Exercise instructions:
An exact copy of all the data is needed, with every picture left out.

>>>>

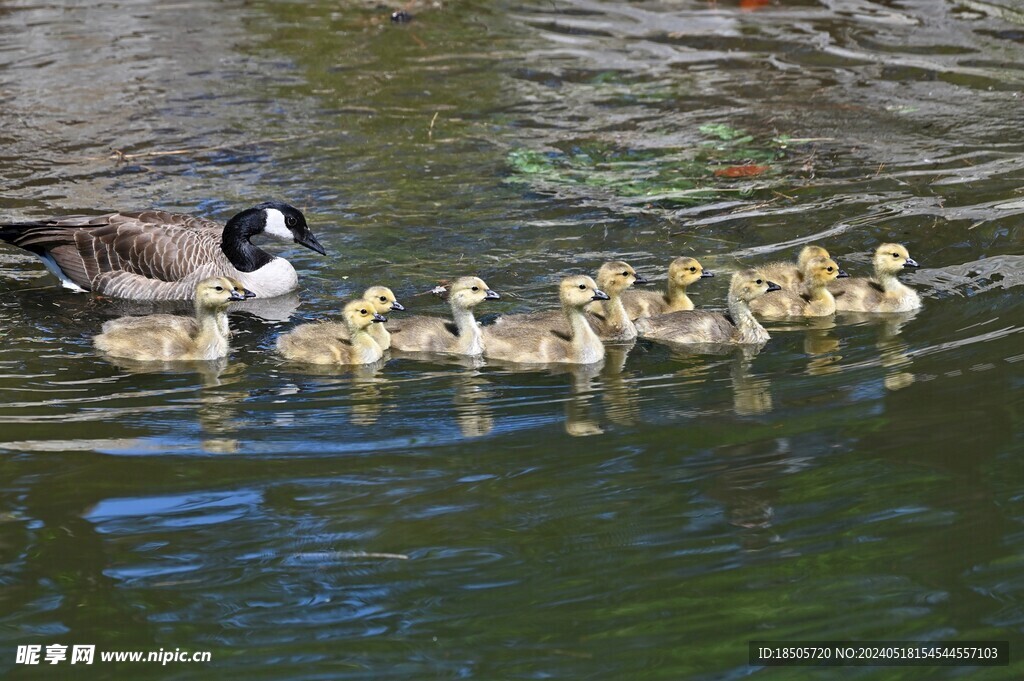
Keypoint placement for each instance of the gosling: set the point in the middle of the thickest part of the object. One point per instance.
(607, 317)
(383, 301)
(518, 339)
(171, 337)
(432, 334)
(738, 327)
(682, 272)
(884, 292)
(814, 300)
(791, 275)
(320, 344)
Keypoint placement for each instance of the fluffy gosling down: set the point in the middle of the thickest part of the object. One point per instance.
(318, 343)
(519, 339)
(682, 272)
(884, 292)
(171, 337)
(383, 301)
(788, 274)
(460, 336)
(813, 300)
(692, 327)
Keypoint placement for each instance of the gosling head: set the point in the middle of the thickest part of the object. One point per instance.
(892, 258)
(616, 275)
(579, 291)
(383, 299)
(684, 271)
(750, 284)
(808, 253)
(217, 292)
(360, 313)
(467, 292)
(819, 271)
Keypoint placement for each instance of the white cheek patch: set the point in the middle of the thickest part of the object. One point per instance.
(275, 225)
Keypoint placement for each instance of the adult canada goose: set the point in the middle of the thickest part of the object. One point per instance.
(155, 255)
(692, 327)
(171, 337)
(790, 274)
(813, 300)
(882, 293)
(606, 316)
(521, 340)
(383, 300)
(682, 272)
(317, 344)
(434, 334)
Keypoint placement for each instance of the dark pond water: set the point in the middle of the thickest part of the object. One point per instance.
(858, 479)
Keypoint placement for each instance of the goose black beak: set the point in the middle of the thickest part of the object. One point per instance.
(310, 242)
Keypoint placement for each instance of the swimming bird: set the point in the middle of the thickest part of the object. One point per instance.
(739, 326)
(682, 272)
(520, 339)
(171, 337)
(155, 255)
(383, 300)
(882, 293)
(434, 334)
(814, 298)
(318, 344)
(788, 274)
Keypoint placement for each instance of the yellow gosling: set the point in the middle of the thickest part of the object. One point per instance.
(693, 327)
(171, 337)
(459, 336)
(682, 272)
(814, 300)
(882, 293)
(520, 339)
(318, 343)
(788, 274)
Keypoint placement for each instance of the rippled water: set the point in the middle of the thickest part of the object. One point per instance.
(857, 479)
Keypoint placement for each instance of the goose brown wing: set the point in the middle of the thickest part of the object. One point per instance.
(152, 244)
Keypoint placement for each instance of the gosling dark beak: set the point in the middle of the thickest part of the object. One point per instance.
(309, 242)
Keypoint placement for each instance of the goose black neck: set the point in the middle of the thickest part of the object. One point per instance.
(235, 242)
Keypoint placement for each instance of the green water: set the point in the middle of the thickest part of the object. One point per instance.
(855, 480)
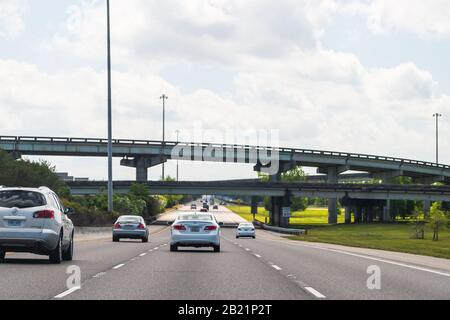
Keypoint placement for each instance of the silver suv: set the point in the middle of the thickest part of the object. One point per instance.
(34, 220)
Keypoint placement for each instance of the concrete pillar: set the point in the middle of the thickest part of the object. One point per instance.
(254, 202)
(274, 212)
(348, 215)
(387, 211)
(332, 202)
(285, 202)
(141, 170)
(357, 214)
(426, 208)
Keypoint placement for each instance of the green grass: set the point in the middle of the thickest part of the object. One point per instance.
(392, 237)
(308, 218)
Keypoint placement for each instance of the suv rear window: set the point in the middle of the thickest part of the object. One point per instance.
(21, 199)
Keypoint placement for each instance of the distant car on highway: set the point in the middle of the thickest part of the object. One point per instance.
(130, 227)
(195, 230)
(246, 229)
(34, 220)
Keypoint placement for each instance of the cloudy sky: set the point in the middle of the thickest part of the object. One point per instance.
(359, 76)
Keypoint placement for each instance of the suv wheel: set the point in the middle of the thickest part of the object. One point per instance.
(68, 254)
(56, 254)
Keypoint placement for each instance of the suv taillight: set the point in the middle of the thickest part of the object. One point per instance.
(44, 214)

<<<<

Your solution:
Keypoint placement for each instance of the gosling: set the point in the middle of the thickest part of the object. One point per instance.
(607, 317)
(383, 301)
(518, 339)
(171, 337)
(432, 334)
(738, 327)
(682, 272)
(884, 292)
(814, 300)
(791, 275)
(320, 344)
Keypoint placement for each instance of the fluffy gosling down: set the point in the middle of the thickest part of the object. One point per instance.
(318, 343)
(519, 339)
(682, 272)
(884, 292)
(171, 337)
(383, 301)
(788, 274)
(460, 336)
(813, 300)
(692, 327)
Keypoint placement for each instance of the gosling head: set the point in the middle of the thickest part of the object. One point per instance.
(892, 258)
(616, 275)
(579, 291)
(383, 299)
(684, 271)
(750, 284)
(808, 253)
(217, 292)
(360, 313)
(467, 292)
(819, 271)
Keypoint placement for each instance of the white cheek patch: set the point in the middle of the thickest part of the object. One point per instance.
(275, 225)
Keypoint placement for each instance of the adult canada goose: set the point in the middle of the thickest part of the object. One point per instance.
(155, 255)
(692, 327)
(171, 337)
(790, 274)
(813, 300)
(882, 293)
(606, 316)
(521, 340)
(383, 300)
(682, 272)
(317, 344)
(434, 334)
Keypoint placement for each instance of the dark pond water: set the point in the middle of the thickest part of the object. One point per instance.
(858, 479)
Keypoint placement for each instance of the goose black beak: set the point in the middle of the thickest part of the object. One point per instance.
(310, 242)
Keypoint placement for each instance of the swimming bird: set the point in the middle of the thickest part of the object. One point per instance.
(739, 326)
(682, 272)
(520, 339)
(171, 337)
(155, 255)
(383, 300)
(882, 293)
(434, 334)
(814, 298)
(318, 344)
(788, 274)
Keypoint placement for each instance of the yellow gosling: set the point in the middle of the thickest part of the object. One point per instance.
(693, 327)
(171, 337)
(459, 336)
(682, 272)
(814, 300)
(882, 293)
(520, 339)
(318, 343)
(788, 274)
Keypoint placement for each instance of the rippled water: set the point in the middle of the thickest part of the object. One point per instance.
(857, 479)
Keypoint placement for each instance of the goose brown wing: set the point in the middle of the thickest part of the object. One point per instance.
(152, 244)
Keypoint placement for each instance of the gosling dark beak: set the point in the middle of the thickest part of the object. One point per instance.
(309, 242)
Keypoint placement for each instance of the goose black neck: set the point in the middle of the thickest part of the object. One point per instance.
(235, 242)
Keypoint placement for each instance of the green water: set the point in the middle of the thickest part of the object. One point per instance.
(855, 480)
Keypoint placement for each instance of the silver suv: set the point in the middle of the thickest part of the object. One point per instance.
(34, 220)
Keypoint placement for each instance of the concrete pillar: set the point in the middle of the thickest part of the object. One point per instance.
(254, 202)
(274, 212)
(348, 215)
(387, 211)
(332, 202)
(285, 202)
(141, 170)
(357, 214)
(426, 208)
Keypoint placement for each instance of the green grass: set the point in the middle of the thickest part of the object. One point per instance.
(392, 237)
(308, 218)
Keypoint placement for each instance of the suv rear window: set the point in the middle of the thickest part of the object. One point per instance.
(21, 199)
Keypoint placement for each instance of the distant car on highway: set the point in the middle of the thickest part of the object. One point per instance.
(130, 227)
(195, 230)
(246, 229)
(34, 220)
Keypoint placement for each instance of the cloudy sky: set the point in the middle of the thickest part of the object. One point per instance.
(359, 76)
Keypoint placement for each instance of the suv wheel: set the point in the middle of the thickest part of the object. One point per instance.
(68, 254)
(56, 254)
Keypoint placement for each instance of the suv taillight: set the point in the middle of the thickest part of the object. One point per instance.
(44, 214)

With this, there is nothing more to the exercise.